(Stored items)

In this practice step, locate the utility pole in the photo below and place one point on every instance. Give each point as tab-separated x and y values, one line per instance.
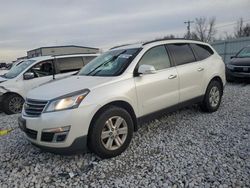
188	28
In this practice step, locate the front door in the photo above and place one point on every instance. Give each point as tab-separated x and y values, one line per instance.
160	90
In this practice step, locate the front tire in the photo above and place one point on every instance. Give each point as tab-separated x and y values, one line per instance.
12	104
212	98
111	133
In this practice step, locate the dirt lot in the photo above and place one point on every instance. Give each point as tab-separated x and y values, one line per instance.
187	148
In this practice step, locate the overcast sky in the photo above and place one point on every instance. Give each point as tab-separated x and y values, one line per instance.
28	24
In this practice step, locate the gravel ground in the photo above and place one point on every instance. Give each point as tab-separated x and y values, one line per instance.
187	148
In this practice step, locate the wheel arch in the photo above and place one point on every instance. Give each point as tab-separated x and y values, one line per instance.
217	78
118	103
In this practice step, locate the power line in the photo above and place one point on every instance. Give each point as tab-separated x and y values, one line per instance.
233	23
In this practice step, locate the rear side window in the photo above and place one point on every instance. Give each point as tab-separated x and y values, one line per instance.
181	52
69	64
157	57
202	51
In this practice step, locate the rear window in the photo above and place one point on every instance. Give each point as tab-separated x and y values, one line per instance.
156	56
181	53
202	51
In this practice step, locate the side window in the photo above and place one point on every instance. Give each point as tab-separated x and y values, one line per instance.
44	68
87	59
202	51
181	52
156	56
69	64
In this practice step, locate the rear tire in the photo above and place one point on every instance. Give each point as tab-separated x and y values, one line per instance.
212	98
12	104
111	132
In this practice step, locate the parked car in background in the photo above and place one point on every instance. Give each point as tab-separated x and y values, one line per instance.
4	71
3	65
33	72
239	66
100	107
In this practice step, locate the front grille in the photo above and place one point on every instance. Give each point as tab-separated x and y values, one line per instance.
245	69
34	108
47	137
31	133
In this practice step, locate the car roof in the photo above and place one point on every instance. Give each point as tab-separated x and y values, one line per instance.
157	42
43	58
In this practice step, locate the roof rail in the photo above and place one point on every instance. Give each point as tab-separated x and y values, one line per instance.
157	40
119	46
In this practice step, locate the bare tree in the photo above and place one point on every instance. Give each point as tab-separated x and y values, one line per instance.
204	29
171	36
239	29
246	30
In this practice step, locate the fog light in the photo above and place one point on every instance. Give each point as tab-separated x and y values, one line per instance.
57	130
55	134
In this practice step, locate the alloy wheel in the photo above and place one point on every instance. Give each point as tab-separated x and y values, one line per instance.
114	133
214	96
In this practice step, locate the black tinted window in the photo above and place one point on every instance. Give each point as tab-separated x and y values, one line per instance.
69	64
42	69
202	51
157	57
181	53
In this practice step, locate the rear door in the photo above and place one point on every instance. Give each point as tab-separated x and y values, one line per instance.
190	74
160	90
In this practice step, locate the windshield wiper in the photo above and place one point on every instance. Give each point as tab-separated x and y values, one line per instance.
104	63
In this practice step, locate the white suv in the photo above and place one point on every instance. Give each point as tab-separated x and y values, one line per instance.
100	107
30	73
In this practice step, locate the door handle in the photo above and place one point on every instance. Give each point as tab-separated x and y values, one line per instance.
172	76
200	69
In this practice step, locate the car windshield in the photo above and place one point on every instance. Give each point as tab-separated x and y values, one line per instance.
245	52
111	63
16	70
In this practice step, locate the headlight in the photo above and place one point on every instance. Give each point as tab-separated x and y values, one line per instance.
230	66
70	101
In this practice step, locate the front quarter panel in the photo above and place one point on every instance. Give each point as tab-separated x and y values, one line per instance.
123	90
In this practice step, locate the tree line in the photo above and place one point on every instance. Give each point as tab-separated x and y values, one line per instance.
204	29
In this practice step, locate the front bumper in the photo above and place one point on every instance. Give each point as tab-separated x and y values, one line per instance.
76	139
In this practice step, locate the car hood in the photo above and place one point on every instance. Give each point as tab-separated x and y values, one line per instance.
240	61
65	86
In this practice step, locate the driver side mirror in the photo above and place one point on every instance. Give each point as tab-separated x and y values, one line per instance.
28	75
146	69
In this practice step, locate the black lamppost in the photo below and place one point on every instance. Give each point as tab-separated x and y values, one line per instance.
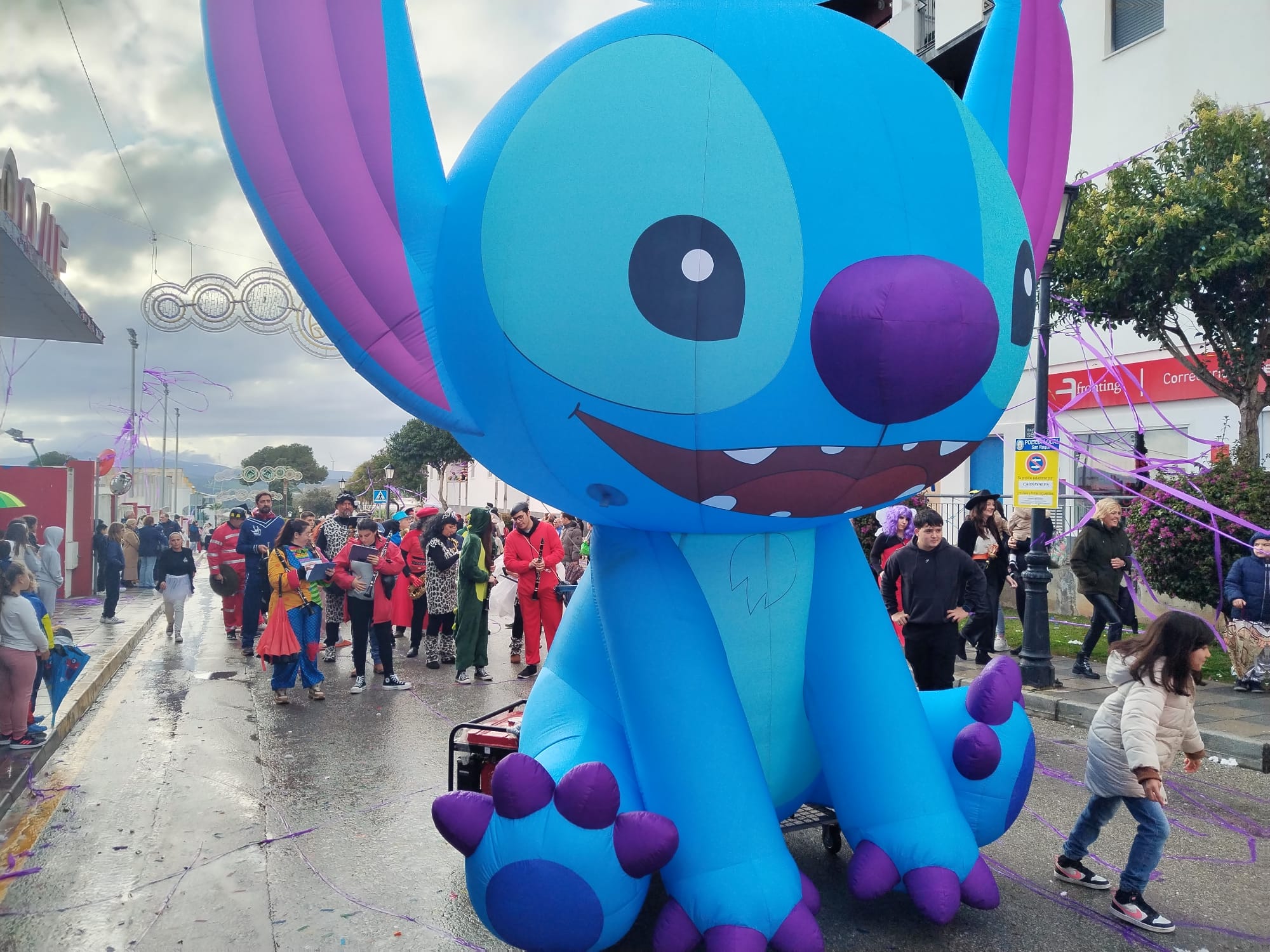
30	441
1036	658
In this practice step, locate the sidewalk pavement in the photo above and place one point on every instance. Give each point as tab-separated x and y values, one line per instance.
1233	724
109	647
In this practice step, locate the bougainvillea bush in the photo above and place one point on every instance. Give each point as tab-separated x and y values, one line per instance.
1177	555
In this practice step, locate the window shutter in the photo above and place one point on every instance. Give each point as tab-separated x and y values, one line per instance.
1135	20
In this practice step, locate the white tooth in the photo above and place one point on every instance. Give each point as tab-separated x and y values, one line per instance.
751	456
721	502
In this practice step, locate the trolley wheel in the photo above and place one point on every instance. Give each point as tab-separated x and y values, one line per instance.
832	838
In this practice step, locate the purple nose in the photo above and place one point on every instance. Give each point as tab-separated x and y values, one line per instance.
878	314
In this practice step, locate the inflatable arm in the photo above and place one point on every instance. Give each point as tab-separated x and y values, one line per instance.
323	111
1020	91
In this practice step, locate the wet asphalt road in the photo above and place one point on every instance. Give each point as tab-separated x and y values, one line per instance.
185	765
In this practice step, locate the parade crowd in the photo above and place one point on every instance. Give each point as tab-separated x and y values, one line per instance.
288	586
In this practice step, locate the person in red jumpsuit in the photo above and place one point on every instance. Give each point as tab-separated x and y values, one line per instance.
521	557
222	553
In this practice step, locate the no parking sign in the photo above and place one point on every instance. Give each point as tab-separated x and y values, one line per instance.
1037	474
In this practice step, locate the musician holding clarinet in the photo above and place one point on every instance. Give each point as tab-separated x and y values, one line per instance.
534	552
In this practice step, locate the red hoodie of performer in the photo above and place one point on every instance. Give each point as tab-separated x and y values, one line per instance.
223	553
519	554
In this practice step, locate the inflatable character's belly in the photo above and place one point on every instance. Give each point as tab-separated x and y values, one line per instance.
760	588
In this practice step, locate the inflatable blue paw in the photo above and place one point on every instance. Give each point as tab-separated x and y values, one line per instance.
556	866
987	744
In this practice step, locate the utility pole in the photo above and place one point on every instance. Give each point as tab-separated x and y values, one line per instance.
176	461
163	472
133	409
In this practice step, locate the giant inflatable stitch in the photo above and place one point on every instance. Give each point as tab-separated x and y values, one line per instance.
653	291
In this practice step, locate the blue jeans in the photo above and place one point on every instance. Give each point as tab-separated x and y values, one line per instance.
255	590
307	624
1149	845
1107	614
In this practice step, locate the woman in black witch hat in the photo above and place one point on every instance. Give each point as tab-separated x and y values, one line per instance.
981	539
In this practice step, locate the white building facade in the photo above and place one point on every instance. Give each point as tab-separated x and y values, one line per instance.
1137	65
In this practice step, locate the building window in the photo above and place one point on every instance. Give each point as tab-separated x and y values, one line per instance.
1135	20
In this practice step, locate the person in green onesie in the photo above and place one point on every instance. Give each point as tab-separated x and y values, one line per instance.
472	623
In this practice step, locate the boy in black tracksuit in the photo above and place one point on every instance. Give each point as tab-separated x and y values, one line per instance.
940	586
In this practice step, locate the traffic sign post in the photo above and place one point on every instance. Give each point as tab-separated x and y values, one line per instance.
1037	474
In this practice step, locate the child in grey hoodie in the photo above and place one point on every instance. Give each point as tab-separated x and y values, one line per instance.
49	574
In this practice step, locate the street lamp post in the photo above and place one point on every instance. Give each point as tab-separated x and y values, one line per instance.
30	441
1037	662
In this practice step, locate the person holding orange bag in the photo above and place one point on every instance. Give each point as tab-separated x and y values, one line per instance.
289	565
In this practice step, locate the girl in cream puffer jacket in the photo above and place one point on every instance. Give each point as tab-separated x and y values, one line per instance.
1136	736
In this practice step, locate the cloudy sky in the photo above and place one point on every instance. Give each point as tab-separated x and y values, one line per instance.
147	63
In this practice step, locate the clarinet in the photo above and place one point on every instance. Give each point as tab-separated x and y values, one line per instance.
538	573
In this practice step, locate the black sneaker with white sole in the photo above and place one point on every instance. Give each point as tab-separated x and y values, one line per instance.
1135	909
1076	871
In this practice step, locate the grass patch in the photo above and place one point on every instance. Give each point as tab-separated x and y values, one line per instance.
1219	667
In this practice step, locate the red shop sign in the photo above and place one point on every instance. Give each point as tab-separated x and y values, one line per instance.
1161	380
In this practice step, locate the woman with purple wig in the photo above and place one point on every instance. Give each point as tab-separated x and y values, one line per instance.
896	532
897	529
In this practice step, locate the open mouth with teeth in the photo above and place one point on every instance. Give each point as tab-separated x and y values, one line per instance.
803	483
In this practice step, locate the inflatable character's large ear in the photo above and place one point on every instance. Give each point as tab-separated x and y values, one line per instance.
1020	92
324	116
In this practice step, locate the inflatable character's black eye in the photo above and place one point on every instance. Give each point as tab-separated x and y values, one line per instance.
1026	298
688	281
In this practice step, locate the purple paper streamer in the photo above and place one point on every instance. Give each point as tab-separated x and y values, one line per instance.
16	874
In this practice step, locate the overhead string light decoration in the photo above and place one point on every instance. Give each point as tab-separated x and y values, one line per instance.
262	301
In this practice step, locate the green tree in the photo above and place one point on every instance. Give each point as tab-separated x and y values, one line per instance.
53	458
1177	555
420	446
369	473
1177	246
297	456
318	499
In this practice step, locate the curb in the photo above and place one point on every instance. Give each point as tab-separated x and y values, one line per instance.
69	717
1250	753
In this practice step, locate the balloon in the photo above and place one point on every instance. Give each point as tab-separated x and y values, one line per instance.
105	463
694	281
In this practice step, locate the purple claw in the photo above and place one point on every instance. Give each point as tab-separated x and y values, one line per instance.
675	931
991	699
799	932
980	889
521	786
735	939
462	819
811	894
589	797
872	873
645	842
977	752
937	893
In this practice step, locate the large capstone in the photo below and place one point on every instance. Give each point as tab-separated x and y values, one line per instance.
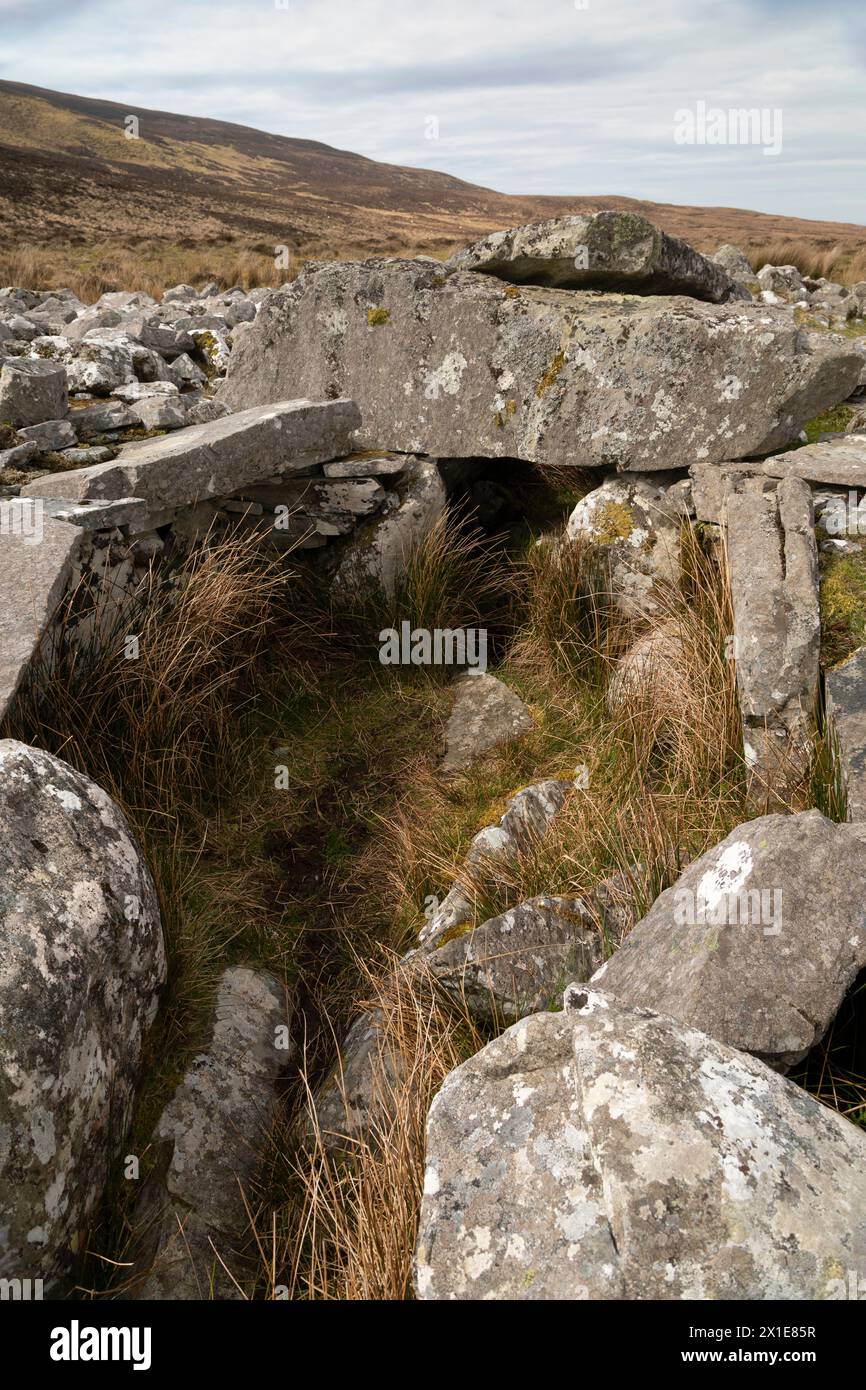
605	250
610	1153
81	966
466	366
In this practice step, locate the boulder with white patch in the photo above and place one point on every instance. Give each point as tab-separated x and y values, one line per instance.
608	1153
759	938
637	524
466	366
774	594
81	968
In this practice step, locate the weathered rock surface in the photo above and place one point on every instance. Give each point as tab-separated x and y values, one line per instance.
209	1144
378	553
527	819
520	962
81	966
359	1097
758	941
214	459
464	366
485	715
32	391
773	569
609	1153
606	250
36	559
637	521
836	463
845	690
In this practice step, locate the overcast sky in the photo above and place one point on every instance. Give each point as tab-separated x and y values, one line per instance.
530	96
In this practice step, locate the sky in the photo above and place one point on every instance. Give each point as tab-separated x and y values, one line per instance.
524	96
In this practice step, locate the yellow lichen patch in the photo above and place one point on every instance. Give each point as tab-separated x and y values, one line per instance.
460	929
612	521
551	374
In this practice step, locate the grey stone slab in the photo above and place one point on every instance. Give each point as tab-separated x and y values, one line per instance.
845	690
34	574
214	459
834	463
466	366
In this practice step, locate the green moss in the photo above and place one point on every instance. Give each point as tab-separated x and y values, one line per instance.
551	374
833	420
460	929
843	592
610	523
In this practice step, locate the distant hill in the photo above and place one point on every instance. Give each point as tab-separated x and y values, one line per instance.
71	181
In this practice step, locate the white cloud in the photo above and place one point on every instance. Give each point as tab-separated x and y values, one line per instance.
544	97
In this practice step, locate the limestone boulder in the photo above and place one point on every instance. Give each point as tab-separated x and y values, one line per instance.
32	391
519	962
378	552
484	716
609	1153
467	366
758	941
606	250
774	592
209	1141
527	819
81	968
637	523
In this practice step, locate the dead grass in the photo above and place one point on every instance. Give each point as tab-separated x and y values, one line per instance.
325	883
153	267
349	1230
840	263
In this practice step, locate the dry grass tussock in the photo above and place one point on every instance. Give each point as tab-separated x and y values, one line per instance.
838	263
349	1229
325	884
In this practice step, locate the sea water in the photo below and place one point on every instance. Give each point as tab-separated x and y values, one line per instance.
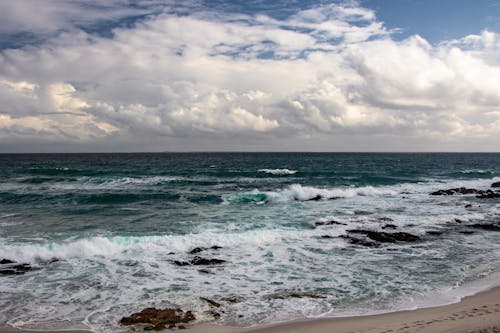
104	233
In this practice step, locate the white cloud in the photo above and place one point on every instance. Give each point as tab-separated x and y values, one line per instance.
317	76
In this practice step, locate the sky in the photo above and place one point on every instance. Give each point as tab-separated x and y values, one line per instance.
254	75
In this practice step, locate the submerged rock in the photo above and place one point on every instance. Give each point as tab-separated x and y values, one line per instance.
486	226
6	261
10	267
200	249
386	237
159	318
458	190
205	261
329	222
211	302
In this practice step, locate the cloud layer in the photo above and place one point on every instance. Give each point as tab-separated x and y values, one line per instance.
327	77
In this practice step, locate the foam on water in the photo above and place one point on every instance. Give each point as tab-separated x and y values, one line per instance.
279	172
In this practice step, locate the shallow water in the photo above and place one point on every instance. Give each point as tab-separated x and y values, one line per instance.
117	223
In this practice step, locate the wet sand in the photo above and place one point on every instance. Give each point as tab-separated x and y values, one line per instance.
475	314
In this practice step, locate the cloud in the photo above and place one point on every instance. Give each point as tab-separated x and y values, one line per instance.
324	78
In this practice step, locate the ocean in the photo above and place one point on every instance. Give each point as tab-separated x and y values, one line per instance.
270	236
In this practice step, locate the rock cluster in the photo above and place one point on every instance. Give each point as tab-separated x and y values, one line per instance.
159	319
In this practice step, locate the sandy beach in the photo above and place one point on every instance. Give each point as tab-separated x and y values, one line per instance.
479	313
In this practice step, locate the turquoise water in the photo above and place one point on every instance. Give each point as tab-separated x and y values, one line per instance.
116	223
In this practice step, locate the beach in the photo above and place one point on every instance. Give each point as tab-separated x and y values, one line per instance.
474	314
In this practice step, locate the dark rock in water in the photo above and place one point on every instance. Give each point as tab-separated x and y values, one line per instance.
389	226
6	261
326	236
204	271
15	269
386	237
330	222
458	190
211	302
359	241
232	299
205	261
159	318
293	294
200	249
489	194
315	198
486	226
181	263
197	250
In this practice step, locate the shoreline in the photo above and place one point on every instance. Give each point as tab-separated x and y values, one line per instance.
479	313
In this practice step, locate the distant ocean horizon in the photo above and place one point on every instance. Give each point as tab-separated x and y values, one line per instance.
271	236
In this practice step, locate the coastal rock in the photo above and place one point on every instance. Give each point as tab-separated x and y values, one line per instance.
211	302
458	190
6	261
386	237
486	226
200	249
197	261
329	222
205	261
489	194
159	318
10	267
389	226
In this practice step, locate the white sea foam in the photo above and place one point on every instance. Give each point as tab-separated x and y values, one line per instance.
279	172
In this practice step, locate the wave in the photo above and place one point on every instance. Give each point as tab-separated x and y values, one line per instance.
297	192
126	246
279	172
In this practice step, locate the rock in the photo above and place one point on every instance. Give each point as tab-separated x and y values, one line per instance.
181	263
386	237
211	302
159	318
204	261
330	222
197	261
293	294
358	241
6	261
15	269
489	194
389	226
486	226
458	190
200	249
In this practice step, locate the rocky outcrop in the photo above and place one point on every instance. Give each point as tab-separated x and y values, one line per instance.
200	249
329	222
159	319
10	267
458	190
198	261
480	194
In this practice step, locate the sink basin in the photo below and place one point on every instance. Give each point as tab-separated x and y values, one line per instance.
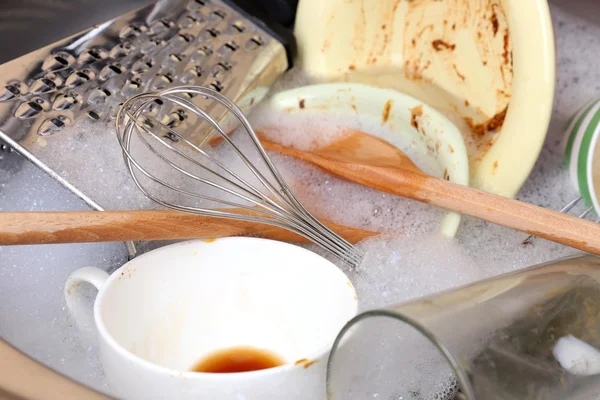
33	316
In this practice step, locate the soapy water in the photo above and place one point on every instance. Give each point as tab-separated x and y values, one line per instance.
414	262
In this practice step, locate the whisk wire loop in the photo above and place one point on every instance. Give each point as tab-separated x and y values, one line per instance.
275	205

▶ Exercise description
Copy the material from the line containing "In this practice step, locate the wave" through its end, swapping "practice step" for "warm-up step" and keeping everything else the same. Leave out the pictures.

▶ Expected answer
In this warm-up step, locate the wave in the photo above and place one point on every instance. Give each point as tab-separated x and y values, one line per instance.
297	192
126	246
279	172
In this warm-up step, locate the rock in the photo above and place one point on every instance. Give each point as tab-separated x and y values, one line per instance.
181	263
386	237
211	302
159	318
204	261
330	222
197	261
293	294
358	241
6	261
15	269
489	194
389	226
486	226
458	190
200	249
In this warm-up step, locate the rocky outcrop in the photo above and place one point on every instance. Give each point as tab-separated x and y values, one line per instance.
200	249
329	222
159	319
10	267
458	190
198	261
480	194
In this warm-up step, locate the sink basin in the photo below and place one point on every instance. Give each point as tab-separated x and y values, one line per instance.
33	316
In this warm-up step, locate the soapy water in the photo above and place one point on every instance. Give each point as tab-separated x and y values, one line per instance.
414	262
In this warm-up step, locate the whisk wire loop in the photo above and place one point on every instance. Give each point as tab-separated x and y values, one line per instance.
275	205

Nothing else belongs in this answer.